EXERCISE INPUTS:

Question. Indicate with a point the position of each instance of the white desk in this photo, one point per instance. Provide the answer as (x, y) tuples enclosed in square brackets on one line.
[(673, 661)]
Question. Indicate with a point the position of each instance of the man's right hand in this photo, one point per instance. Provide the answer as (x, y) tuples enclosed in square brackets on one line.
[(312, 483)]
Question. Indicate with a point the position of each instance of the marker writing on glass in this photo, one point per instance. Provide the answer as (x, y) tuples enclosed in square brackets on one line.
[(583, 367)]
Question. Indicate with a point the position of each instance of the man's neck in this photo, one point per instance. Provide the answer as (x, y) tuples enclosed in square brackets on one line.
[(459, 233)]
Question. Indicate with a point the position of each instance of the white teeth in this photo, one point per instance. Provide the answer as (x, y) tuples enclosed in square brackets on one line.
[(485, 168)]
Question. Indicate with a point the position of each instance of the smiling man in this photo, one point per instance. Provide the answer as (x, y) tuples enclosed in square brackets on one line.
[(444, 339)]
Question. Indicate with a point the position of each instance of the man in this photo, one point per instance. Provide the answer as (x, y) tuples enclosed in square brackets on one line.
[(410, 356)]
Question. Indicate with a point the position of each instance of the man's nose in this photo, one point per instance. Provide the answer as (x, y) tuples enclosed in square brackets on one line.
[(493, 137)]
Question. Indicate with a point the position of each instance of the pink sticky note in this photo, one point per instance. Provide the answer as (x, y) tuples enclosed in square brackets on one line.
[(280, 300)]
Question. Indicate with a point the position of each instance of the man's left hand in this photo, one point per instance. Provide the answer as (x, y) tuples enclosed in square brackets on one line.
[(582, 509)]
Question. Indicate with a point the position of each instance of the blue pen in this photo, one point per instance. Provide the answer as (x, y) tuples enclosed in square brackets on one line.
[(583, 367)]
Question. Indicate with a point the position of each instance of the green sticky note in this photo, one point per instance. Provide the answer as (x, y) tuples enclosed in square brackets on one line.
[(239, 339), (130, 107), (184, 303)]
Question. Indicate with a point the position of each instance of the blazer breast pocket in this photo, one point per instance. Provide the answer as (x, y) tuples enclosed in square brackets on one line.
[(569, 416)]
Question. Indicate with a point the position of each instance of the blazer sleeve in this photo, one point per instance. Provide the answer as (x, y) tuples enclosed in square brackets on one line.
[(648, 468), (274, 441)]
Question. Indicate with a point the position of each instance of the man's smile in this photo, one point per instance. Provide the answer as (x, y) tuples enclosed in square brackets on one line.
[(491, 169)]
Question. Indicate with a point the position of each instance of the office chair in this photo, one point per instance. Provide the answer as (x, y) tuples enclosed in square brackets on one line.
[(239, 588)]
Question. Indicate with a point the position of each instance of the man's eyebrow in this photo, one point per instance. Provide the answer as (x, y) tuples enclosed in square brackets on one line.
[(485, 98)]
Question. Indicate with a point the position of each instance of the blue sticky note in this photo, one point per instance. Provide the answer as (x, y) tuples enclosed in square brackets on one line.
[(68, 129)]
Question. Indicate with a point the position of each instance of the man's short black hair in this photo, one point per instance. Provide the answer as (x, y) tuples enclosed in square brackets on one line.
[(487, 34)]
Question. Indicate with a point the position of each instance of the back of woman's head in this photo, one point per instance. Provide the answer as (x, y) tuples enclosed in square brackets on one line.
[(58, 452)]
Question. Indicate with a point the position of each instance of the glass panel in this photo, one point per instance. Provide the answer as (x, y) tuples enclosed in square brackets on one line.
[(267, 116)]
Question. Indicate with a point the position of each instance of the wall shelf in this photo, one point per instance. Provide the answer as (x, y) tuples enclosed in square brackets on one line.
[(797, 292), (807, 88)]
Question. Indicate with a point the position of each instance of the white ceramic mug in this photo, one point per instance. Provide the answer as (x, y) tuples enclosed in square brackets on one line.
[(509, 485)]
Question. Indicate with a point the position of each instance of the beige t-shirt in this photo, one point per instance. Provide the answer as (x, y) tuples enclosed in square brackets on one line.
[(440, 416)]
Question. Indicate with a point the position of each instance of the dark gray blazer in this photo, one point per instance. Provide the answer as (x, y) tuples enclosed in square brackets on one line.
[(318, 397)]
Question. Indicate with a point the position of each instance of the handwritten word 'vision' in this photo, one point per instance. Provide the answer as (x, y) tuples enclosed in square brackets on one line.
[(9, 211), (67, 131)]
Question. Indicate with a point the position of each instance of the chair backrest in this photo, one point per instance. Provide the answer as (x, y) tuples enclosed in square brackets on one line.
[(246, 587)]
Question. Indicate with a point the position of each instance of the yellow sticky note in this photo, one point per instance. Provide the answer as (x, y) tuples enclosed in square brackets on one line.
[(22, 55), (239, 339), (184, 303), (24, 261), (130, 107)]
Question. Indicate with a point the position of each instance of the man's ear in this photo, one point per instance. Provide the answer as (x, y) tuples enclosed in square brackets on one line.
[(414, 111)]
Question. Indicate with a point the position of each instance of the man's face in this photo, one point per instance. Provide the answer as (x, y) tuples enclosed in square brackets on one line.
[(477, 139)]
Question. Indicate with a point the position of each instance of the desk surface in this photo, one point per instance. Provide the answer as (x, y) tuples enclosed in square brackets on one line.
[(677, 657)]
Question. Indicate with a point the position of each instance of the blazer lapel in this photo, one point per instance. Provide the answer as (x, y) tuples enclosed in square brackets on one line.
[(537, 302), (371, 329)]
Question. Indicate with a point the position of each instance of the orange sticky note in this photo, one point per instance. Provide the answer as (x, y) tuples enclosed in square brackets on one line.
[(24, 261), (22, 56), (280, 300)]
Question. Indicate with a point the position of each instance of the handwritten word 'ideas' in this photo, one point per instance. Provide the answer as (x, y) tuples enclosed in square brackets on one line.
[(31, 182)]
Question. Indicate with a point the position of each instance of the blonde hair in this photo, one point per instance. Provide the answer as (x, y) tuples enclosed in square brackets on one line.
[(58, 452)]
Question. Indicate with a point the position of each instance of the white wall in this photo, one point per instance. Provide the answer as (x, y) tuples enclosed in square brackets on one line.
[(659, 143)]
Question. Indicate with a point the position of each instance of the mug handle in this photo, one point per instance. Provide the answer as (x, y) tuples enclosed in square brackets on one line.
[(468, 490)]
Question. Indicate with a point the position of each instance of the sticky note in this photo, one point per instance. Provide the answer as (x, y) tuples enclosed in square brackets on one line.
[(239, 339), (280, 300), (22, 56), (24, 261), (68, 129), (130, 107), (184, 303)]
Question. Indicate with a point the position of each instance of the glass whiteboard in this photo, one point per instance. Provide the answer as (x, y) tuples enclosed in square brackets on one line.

EXERCISE PROMPT:
Exact reproduction of all the material is needed.

WRITTEN SOLUTION:
Question. Indicate with a point the position of each instance of the white desk in this photo, one point per instance. Provide the answer as (x, y) tuples enclosed in square brackets on one line.
[(673, 661)]
Question. Indicate with a point the position of each instance of the man's right hand in this photo, one point per instance. Provide the answer as (x, y) tuples enclosed in square brackets on one line.
[(312, 483)]
Question. Indicate with a point the position of each instance of the marker writing on glass in this photo, one point per instance. Provide the answer as (x, y) tuples enclosed in square brackets on one line.
[(583, 367)]
Question. Indicate with a point the position of each instance of the man's neck in this photo, one point per instance. Provide the answer as (x, y) tuples enclosed in square brackets on one line.
[(459, 233)]
Question. Indicate with a point the position of each instance of the white teeth in this photo, one point per instance. Provide the answer as (x, y) tuples enclosed in square brackets on one line.
[(485, 168)]
Question. Indicate with a point the position of each instance of the smiling man in this photo, one point per instance. Provide the answer as (x, y) tuples enclosed in square brackets on one line.
[(444, 339)]
Question. Indicate with a point the position of each instance of the man in this photo, one point per instance. Provide the answer as (x, y) tuples enclosed in square brackets on one line.
[(410, 356)]
Question. Indicate with a point the position of each instance of the man's nose in this photo, one point per instance. Provide the answer as (x, y) tuples enclosed in square brackets on one line.
[(493, 137)]
Question. Indicate with a point the position of each instance of the pink sticky note in this photo, one point per instance. Provide the answer as (x, y) tuples enclosed in square brackets on one line.
[(280, 300)]
Question. Indicate with a point the position of each instance of the man's left hand in this photo, one point per instance. Provide the answer as (x, y) tuples enclosed in square brackets on one line.
[(582, 509)]
Question. Indicate with a point the position of each instance of the blue pen in this photo, one point per instance. Provide the answer as (x, y) tuples enclosed in square brackets on one line.
[(583, 367)]
Question. Indicate with a point the position of each instance of the green sticky note in this photo, one point per instance. Provide the answer as (x, y) tuples enclosed in square brackets on one line.
[(239, 339), (130, 107), (184, 303)]
Question. Indicate with a point the position of each instance of the blazer breast pocket in this photo, one point per instance. Provide the answer as (x, y) tuples enclosed in square brackets on one line.
[(569, 416)]
Question. Indicate with a point the position of each instance of the blazer sleeve in this photo, one point per instance. Provide the answer as (x, y) tuples enclosed in square brackets on one line.
[(648, 468), (274, 441)]
Question. Indicate with a point the position of each instance of the man's smile in this photo, one point per instance. Provide the answer as (x, y) tuples enclosed in square brackets on one line.
[(491, 169)]
Question. Indicate with a point the position of each instance of the office chair in this photo, one point per instance. Provide the answer as (x, y) tuples enclosed in square brackets on one line.
[(239, 588)]
Question. Indicate with a point the position of each instance of the man's eyebrow in this photo, one point per instance. Provide the answer as (x, y) tuples enclosed in square brackets on one line.
[(485, 98)]
Question. Indicate with a point the position of each instance of the blue sticky note in this photo, one point per instance. Provide the answer as (x, y) tuples enclosed in square brackets on one line.
[(68, 129)]
Question. Indicate with a point the position of each instance of the man's short black hair in this photo, one point per instance. Provide the answer as (x, y) tuples enclosed in square brackets on one line.
[(487, 34)]
Question. Indicate with a point the position of each instance of the back of woman's head in this photo, one point per instance. Provide the answer as (x, y) tuples enclosed in square brackets on one line.
[(58, 452)]
Question. Indicate with a point the position of each instance of the glass panel in this photo, one point per instance. Provide the answer as (x, y) tuples enclosed in square brackets on one line.
[(267, 116)]
Question. Indicate with a point the position of each instance of the wall shelf in this photo, one point per instance. Provide the answer as (x, y) tuples enclosed in square brackets on one line.
[(797, 292), (807, 88)]
Question. Indicate with a point the position of each instance of the white ceramic mug in this photo, one point per instance. Provide the answer as (x, y) tuples enclosed in square brackets on one line.
[(509, 485)]
Question. Indicate with a point the position of each instance of the beige t-shirt in this photo, one point per instance. Provide the answer as (x, y) tuples enclosed in square brackets on one line.
[(440, 416)]
Question. Indicate with a point the position of each instance of the dark gray blazer in this photo, one point per instance. Provide the answer as (x, y) tuples enclosed in square brackets on one line.
[(318, 397)]
Question. Indicate with a point the position of each instance of the handwritten word 'vision' in this photo, one point per instance. Provide the answer as (x, y) tuples enclosed in square brackets on one line.
[(9, 211), (67, 131)]
Question. Indicate with a point the position of each instance of the chair backrest in this photo, one point per instance. Provide the answer as (x, y) tuples enclosed in square brackets on one line.
[(246, 587)]
Question. Indicate with a point the position of each instance of the yellow sticky note in this photo, one point per instance. Provide the answer as (x, y) tuples enclosed in square brackets on one line.
[(22, 55), (239, 339), (184, 303), (24, 261), (130, 107)]
Question. Indicate with a point the position of each instance of the man's ear in this photo, one point per instance. Provide the answer as (x, y) tuples enclosed in square brackets on one line.
[(414, 111)]
Question. Indicate with a point the position of each instance of the man's face in this photo, one point per instance. Provide the answer as (x, y) tuples enclosed in square brackets on one line.
[(477, 139)]
Question. Indicate with a point the position of each instance of the desk surface in this photo, one point per instance. Provide the answer as (x, y) tuples enclosed in square brackets on one line.
[(677, 657)]
Question. Indicate with a point the position of each instance of the blazer lapel in this photo, one point per instance. Provide the answer as (x, y) tuples enclosed in square brackets on one line.
[(537, 302), (371, 329)]
Question. Indicate with a point the position of each instance of the orange sticky note in this photo, one point per instance. Provide the answer as (x, y) tuples enclosed in square brackets on one line.
[(24, 261), (22, 56), (280, 300)]
Question. Indicate with a point the position of each instance of the handwritten word 'ideas' in this photo, one point per instance. Provide the answer as (x, y) tuples enclosed in square brackets on one line.
[(31, 182)]
Question. Indicate with a point the position of each instance of the blonde hair in this photo, one point per instance. Provide the answer as (x, y) tuples enclosed in square brackets on one line.
[(58, 452)]
Question. Indicate with a point the position of each instance of the white wall in this photo, one point per instance. Provide the answer as (x, y) tuples enclosed in square brackets on one line.
[(659, 143)]
Question. Indicate with a point the position of each instance of the mug handle in this photo, one point per instance. Provide the answer as (x, y) tuples enclosed in square brackets on one line.
[(468, 490)]
Question. Indicate with a point the position of each instance of the sticky note in this photo, one point per instance. Provide the answer as (x, y) tuples enclosed in square brackets on one line.
[(239, 339), (280, 300), (22, 56), (24, 261), (68, 129), (130, 107), (184, 303)]
Question. Indicate with a point the position of each instance of the glass whiteboard in this photo, one point per instance. Provide the answer as (x, y) tuples enclosed in square brackets on one line.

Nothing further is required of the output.